── Document ──

US secretary of state hypocritically sanctions Chinese officials over Hong Kong human rights

On Monday, US Secretary of State Mike Pompeo seized on the disqualification last month of four opposition members of Hong Kong’s Legislative Council to sanction 14 members of the standing committee of China’s National People’s Congress (NPC). The standing committee had authorized the Hong Kong administration to disqualify legislators who promoted Hong Kong independence, refused to recognise Chinese sovereignty or called for foreign intervention. Opposition members of the Legislative Council resigned en masse in protest.

In his statement, Pompeo, who is notorious for his anti-China diatribes, again lashed out at “Beijing’s unrelenting assault against Hong Kong’s democratic processes [that] has gutted its Legislative Council, rendering the body a rubber stamp devoid of meaningful opposition.” He attacked the actions of the NPC standing committee as having “effectively neutered the ability of the people of Hong Kong to choose their elected representatives.”

───
── Dataset extract ──

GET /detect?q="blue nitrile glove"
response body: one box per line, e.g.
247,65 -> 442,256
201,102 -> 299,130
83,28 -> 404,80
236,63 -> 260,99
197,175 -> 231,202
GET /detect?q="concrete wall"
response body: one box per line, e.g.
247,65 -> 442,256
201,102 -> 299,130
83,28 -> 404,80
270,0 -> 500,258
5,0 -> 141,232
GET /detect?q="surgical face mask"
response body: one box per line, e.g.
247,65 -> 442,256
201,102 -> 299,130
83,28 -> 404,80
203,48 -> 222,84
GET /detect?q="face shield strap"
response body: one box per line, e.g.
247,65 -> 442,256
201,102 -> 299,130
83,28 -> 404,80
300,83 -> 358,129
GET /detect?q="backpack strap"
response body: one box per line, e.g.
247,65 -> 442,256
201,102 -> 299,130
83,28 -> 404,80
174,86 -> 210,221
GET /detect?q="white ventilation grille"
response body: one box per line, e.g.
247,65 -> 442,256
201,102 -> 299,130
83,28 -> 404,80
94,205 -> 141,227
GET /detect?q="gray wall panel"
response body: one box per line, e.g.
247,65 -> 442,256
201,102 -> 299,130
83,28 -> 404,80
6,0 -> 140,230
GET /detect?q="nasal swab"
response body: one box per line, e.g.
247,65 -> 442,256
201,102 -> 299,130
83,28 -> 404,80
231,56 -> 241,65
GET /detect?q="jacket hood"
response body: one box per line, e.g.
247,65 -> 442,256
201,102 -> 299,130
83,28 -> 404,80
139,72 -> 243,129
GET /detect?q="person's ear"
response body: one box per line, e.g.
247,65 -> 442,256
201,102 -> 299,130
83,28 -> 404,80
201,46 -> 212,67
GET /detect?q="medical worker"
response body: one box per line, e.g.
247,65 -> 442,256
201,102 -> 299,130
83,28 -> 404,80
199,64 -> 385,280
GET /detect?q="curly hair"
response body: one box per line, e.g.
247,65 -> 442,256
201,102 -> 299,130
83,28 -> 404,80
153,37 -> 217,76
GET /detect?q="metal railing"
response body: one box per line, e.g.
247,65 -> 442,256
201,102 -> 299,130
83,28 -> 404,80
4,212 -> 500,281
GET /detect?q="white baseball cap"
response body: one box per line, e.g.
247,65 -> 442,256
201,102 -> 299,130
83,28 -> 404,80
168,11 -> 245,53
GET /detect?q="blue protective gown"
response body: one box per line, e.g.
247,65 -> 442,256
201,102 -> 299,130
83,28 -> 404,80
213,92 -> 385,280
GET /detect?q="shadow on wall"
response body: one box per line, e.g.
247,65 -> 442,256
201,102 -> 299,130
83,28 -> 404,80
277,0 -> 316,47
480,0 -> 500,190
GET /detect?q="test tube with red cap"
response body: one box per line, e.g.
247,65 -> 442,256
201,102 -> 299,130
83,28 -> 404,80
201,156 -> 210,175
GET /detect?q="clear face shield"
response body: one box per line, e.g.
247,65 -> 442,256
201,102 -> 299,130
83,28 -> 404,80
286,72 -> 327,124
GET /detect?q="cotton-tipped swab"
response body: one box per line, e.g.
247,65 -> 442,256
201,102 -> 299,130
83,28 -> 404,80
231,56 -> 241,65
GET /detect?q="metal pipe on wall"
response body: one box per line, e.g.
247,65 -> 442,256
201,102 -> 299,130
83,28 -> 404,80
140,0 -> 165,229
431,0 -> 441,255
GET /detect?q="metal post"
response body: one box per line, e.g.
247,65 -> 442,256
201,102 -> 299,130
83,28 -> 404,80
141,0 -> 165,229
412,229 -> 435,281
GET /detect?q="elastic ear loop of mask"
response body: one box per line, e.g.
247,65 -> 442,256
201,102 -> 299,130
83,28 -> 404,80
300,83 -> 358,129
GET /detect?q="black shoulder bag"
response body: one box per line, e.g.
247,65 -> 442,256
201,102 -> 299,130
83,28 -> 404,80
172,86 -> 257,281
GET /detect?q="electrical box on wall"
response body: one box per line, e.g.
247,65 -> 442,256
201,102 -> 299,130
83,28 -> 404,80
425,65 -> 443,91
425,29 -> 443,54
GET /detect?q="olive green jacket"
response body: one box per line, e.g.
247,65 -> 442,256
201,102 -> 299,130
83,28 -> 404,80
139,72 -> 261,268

───

Please continue the article on the US sanctions against Chinese officials over Hong Kong from the point where it stops.

### Final result:
Secretary of State Mike Pompeo and President Donald Trump speaks during a press briefing in March, 2020. (Image Credit: AP Photo/Evan Vucci)

Pompeo also condemned the NPC standing committee for passing a sweeping anti-democratic National Security Law in June that has been used to crack down on anti-Beijing protests that erupted last year over the attempts by the Hong Kong administration to enact a new extradition treaty. Last week, the Hong Kong courts sentenced three prominent protest leaders—Joshua Wong, Agnes Chow, Ivan Lam—to jail terms for their part in an unauthorized assembly last year.

Under the sanctions, the 14 members of the NPC standing committee and their immediate family members will be barred from entering the United States, their assets in the US will be blocked and American citizens will be barred from any dealing with them. On the pretext of defending democracy in Hong Kong, the US State Department has already imposed similar sanctions on a number of individuals including its chief executive Carrie Lam, who holds the territory’s top post.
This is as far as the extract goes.